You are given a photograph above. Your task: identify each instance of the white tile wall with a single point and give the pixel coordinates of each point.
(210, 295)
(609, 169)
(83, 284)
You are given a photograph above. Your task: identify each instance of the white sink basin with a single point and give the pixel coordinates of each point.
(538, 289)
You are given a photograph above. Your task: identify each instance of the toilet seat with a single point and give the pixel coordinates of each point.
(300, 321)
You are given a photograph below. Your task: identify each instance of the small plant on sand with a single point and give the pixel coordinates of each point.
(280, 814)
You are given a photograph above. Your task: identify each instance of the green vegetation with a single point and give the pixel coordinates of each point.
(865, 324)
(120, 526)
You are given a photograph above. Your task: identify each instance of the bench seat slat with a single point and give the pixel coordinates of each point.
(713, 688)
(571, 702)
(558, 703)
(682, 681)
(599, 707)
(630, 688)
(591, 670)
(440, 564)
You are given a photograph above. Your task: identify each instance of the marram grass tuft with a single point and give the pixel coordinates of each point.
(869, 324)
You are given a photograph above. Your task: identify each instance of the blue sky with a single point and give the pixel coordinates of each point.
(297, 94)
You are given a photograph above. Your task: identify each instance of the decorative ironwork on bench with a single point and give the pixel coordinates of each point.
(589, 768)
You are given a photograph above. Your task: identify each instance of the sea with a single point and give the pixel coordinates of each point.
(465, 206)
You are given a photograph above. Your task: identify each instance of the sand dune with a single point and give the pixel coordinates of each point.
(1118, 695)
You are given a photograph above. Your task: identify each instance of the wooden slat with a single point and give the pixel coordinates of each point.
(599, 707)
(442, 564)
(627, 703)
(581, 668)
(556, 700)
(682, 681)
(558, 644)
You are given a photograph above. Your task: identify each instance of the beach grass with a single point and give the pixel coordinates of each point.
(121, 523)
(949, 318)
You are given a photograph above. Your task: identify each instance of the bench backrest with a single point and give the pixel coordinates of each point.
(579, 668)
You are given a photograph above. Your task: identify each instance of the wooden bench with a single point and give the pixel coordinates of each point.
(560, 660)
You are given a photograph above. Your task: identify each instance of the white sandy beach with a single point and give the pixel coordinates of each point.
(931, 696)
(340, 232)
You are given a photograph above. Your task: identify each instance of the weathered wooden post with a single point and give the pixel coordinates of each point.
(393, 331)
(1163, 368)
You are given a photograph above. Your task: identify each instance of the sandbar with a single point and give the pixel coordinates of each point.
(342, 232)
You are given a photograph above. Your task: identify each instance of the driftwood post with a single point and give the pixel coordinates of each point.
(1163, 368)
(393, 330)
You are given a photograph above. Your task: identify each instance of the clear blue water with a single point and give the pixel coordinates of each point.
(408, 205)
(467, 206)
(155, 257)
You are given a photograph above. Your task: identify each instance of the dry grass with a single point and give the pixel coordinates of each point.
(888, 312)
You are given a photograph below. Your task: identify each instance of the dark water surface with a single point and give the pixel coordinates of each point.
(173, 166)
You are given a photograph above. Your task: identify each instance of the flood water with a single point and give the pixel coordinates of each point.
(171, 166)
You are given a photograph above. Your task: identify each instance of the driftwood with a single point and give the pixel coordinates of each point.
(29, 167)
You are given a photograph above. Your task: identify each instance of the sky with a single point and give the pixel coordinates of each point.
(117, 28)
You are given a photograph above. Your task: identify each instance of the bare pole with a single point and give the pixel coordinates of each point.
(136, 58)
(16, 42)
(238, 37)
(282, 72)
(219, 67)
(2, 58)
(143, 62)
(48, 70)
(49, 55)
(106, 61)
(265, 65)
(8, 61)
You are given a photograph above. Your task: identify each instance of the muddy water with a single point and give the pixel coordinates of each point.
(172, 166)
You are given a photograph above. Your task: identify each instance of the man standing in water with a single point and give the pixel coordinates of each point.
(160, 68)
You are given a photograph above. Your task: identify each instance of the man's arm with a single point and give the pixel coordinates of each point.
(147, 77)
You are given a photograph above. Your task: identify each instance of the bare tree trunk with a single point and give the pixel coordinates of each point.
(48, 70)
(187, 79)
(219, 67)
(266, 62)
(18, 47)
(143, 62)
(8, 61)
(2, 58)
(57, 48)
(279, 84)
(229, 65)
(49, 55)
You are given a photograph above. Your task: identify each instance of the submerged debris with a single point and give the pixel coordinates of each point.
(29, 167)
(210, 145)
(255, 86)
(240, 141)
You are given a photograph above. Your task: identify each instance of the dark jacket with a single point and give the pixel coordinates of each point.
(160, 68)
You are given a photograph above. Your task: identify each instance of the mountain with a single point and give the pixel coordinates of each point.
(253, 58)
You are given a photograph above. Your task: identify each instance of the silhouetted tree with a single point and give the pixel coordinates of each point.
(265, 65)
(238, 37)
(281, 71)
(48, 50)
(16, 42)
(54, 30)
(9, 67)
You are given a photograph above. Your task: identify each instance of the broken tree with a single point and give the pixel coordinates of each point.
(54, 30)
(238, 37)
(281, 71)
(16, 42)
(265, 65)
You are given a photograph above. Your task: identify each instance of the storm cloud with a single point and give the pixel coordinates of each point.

====

Work required: Can you convert every line of the material above into a Markdown table with the columns Row and Line, numbering the rows and leaving out blank lines?

Exercise response:
| Row | Line |
|---|---|
| 1 | You are given a photograph above. Your task: identify each instance of the white tile wall with a single point and give the pixel coordinates of each point. |
| 2 | (210, 295) |
| 3 | (609, 169) |
| 4 | (83, 284) |
| 5 | You are given a photograph above. Your task: identify each instance of the white sink basin with a single point and give the pixel coordinates of each point. |
| 6 | (538, 289) |
| 7 | You are given a photograph above. Your task: identify each instance of the toilet seat with a single point and give the pixel coordinates of each point. |
| 8 | (300, 321) |
| 9 | You are given a photograph below. Your task: identify each instance of the small plant on sand with a single point and give the pixel coordinates of each point. |
| 10 | (280, 814) |
| 11 | You are given a photograph above. Your task: identify each instance of the green vegetation with a single point and give the pixel coordinates of each point. |
| 12 | (865, 324) |
| 13 | (120, 526) |
| 14 | You are given a photograph above. Your task: identify each instance of the bench seat slat with a single point and give the pixel coordinates of each point. |
| 15 | (713, 688) |
| 16 | (571, 702) |
| 17 | (558, 703) |
| 18 | (682, 681) |
| 19 | (599, 707) |
| 20 | (630, 688) |
| 21 | (591, 670) |
| 22 | (440, 564) |
| 23 | You are given a photograph above. Your task: identify each instance of the marram grass tuft with a single point and give the pixel coordinates of each point. |
| 24 | (869, 324) |
| 25 | You are given a photograph above. Your task: identify each instance of the blue sky with a single point and give the pixel coordinates of each point. |
| 26 | (297, 94) |
| 27 | You are given a photograph above. Your task: identify each instance of the decorative ironwork on bench with a single point and give the pixel coordinates of each point. |
| 28 | (589, 768) |
| 29 | You are given a photograph above. Your task: identify each instance of the sea with a single point and give the pixel coordinates of each point. |
| 30 | (465, 206) |
| 31 | You are given a photograph above. Your task: identify each instance of the sand dune with a single point and give the pixel coordinates of each point. |
| 32 | (1118, 695) |
| 33 | You are given a photograph above. Your task: identify each instance of the wooden slat with a single point and give the pixel coordinates of each point. |
| 34 | (599, 707) |
| 35 | (442, 564) |
| 36 | (627, 703) |
| 37 | (581, 668) |
| 38 | (556, 700) |
| 39 | (682, 681) |
| 40 | (558, 644) |
| 41 | You are given a photograph above. Your task: identify each instance of the beach grass with a single point and give the pixel coordinates of each point. |
| 42 | (121, 523) |
| 43 | (949, 318) |
| 44 | You are given a photograph above. Your task: identify each instance of the bench backrest with a single point and give the pixel coordinates of each point. |
| 45 | (579, 668) |
| 46 | You are given a photograph above. Your task: identify each instance of the wooden bench with a single point and give the pixel coordinates of each point. |
| 47 | (560, 660) |
| 48 | You are given a photograph above. Your task: identify each instance of the white sandy beach with a single point and give the pixel coordinates of each point. |
| 49 | (931, 696) |
| 50 | (340, 232) |
| 51 | You are given a photograph above. Your task: identify each instance of the weathered wooden post with a single point and give the pixel coordinates of each point. |
| 52 | (393, 331) |
| 53 | (1163, 368) |
| 54 | You are given a photograph above. Your task: identify each instance of the sandbar with a single point and give the pixel coordinates of each point. |
| 55 | (342, 232) |
| 56 | You are given a photograph above. Your task: identify each instance of the driftwood post with a single point and give the pixel coordinates of each point. |
| 57 | (1163, 368) |
| 58 | (393, 330) |
| 59 | You are given a photograph above. Your task: identify each instance of the clear blue water with a single point and give the pixel coordinates of each point. |
| 60 | (408, 205) |
| 61 | (467, 206) |
| 62 | (155, 257) |
| 63 | You are given a photograph above. Your task: identify each instance of the dry grass with a single point and give the pixel coordinates of each point. |
| 64 | (888, 312) |
| 65 | You are given a photograph below. Your task: identify each instance of the dark water surface with a single point and give the pixel coordinates of each point. |
| 66 | (173, 166) |
| 67 | You are given a photograph above. Your task: identify each instance of the flood water with a single point and give the pixel coordinates of each point. |
| 68 | (171, 166) |
| 69 | You are given a photograph above. Your task: identify each instance of the driftwood with a single point and give the pixel coordinates of each point. |
| 70 | (29, 167) |
| 71 | You are given a photograph above. Your task: identify each instance of the sky with a single point and give the pixel coordinates of each point. |
| 72 | (117, 28) |
| 73 | You are given a photograph above. Your task: identify each instance of the bare pole with a single point and give the pixel coordinates of each point. |
| 74 | (136, 58) |
| 75 | (16, 42) |
| 76 | (238, 37) |
| 77 | (282, 72) |
| 78 | (219, 67) |
| 79 | (2, 58) |
| 80 | (143, 62) |
| 81 | (48, 70) |
| 82 | (49, 55) |
| 83 | (106, 61) |
| 84 | (265, 65) |
| 85 | (8, 61) |
| 86 | You are given a photograph above. Your task: identify each instance of the muddy water with a single point and give the pixel coordinates of each point. |
| 87 | (172, 166) |
| 88 | You are given a photograph above. Your task: identify each instance of the man standing in water with a single point and give the pixel coordinates of each point. |
| 89 | (160, 68) |
| 90 | You are given a photograph above. Your task: identify each instance of the man's arm with a single point and give the pixel coordinates of each point. |
| 91 | (147, 77) |
| 92 | You are given a photograph above. Your task: identify each instance of the bare tree trunk with a single point and give the pixel coordinates of each point. |
| 93 | (48, 70) |
| 94 | (187, 79) |
| 95 | (219, 67) |
| 96 | (266, 62) |
| 97 | (18, 47) |
| 98 | (143, 62) |
| 99 | (8, 61) |
| 100 | (2, 58) |
| 101 | (57, 48) |
| 102 | (279, 84) |
| 103 | (229, 65) |
| 104 | (49, 55) |
| 105 | You are given a photograph above. Your task: identify each instance of the submerged debris with a single point and give the pixel coordinates of each point. |
| 106 | (29, 167) |
| 107 | (210, 145) |
| 108 | (255, 86) |
| 109 | (240, 141) |
| 110 | You are given a photograph above. Your task: identify each instance of the dark jacket with a single point and give the pixel coordinates of each point. |
| 111 | (160, 68) |
| 112 | You are given a photograph above. Your task: identify each instance of the mountain with a single point and give the pixel coordinates of each point. |
| 113 | (253, 58) |
| 114 | You are given a photograph above. Your task: identify each instance of the silhouetted tree with a single point and give the pixel coordinates of each point. |
| 115 | (265, 65) |
| 116 | (238, 37) |
| 117 | (281, 71) |
| 118 | (48, 50) |
| 119 | (16, 42) |
| 120 | (54, 30) |
| 121 | (9, 67) |
| 122 | You are given a photograph above. Your task: identify each instance of the broken tree with a single point and give the pixel coordinates of each point. |
| 123 | (54, 30) |
| 124 | (238, 37) |
| 125 | (281, 71) |
| 126 | (16, 42) |
| 127 | (265, 65) |
| 128 | You are given a photograph above. Your task: identify each instance of the storm cloud with a single point and give the pixel coordinates of each point. |